= Problem requirements =
The job is to find each line in the entries holding the string "white" and copy that line.

################

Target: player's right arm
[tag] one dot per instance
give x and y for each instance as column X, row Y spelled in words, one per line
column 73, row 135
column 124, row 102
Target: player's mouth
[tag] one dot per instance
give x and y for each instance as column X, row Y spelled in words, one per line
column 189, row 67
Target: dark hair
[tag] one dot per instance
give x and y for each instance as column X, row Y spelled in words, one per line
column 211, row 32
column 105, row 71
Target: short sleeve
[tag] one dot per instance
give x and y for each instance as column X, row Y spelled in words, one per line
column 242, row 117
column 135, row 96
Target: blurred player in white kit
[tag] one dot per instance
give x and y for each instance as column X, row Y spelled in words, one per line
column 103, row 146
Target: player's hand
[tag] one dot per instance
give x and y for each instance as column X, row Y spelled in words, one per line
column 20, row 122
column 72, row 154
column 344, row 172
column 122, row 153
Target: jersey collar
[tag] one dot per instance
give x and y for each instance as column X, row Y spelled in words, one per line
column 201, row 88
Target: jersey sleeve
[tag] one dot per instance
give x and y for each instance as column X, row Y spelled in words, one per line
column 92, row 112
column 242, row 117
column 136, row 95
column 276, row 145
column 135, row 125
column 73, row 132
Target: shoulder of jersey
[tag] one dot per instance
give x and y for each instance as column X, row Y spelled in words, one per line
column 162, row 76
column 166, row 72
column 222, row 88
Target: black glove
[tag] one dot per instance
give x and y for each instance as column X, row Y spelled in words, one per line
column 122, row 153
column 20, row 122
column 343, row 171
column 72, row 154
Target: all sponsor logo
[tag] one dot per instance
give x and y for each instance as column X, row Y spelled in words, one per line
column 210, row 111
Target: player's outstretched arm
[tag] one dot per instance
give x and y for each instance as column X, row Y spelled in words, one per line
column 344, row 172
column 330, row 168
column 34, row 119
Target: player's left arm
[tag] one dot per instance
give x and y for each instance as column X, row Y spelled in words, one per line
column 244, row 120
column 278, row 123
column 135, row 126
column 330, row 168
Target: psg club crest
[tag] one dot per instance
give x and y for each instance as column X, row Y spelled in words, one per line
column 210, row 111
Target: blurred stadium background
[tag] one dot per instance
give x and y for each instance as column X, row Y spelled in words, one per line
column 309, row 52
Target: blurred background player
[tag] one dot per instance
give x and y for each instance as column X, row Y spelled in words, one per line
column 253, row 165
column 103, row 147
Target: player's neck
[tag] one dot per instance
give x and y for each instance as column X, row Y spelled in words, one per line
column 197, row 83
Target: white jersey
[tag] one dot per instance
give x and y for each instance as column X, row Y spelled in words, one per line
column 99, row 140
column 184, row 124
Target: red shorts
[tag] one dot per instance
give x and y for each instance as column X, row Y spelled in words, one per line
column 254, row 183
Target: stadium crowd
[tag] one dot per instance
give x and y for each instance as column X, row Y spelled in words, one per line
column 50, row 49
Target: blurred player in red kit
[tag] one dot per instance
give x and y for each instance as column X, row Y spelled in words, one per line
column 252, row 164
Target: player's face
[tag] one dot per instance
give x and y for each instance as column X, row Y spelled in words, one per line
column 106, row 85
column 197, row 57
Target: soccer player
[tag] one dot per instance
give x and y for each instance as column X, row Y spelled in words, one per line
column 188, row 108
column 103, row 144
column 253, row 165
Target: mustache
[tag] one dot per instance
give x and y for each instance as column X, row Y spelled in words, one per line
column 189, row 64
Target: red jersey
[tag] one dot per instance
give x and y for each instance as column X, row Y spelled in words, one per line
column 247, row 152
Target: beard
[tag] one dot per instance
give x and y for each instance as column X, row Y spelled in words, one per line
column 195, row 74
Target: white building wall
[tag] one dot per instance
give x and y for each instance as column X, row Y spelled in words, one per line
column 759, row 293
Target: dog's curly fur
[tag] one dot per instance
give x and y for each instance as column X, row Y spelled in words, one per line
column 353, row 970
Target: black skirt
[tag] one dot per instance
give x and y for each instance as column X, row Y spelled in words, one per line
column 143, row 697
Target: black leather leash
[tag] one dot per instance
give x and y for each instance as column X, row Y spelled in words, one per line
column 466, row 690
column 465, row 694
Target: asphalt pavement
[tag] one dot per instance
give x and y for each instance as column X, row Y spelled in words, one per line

################

= Exercise result =
Target: blurred player in white kit
Target: white jersey
Target: white building wall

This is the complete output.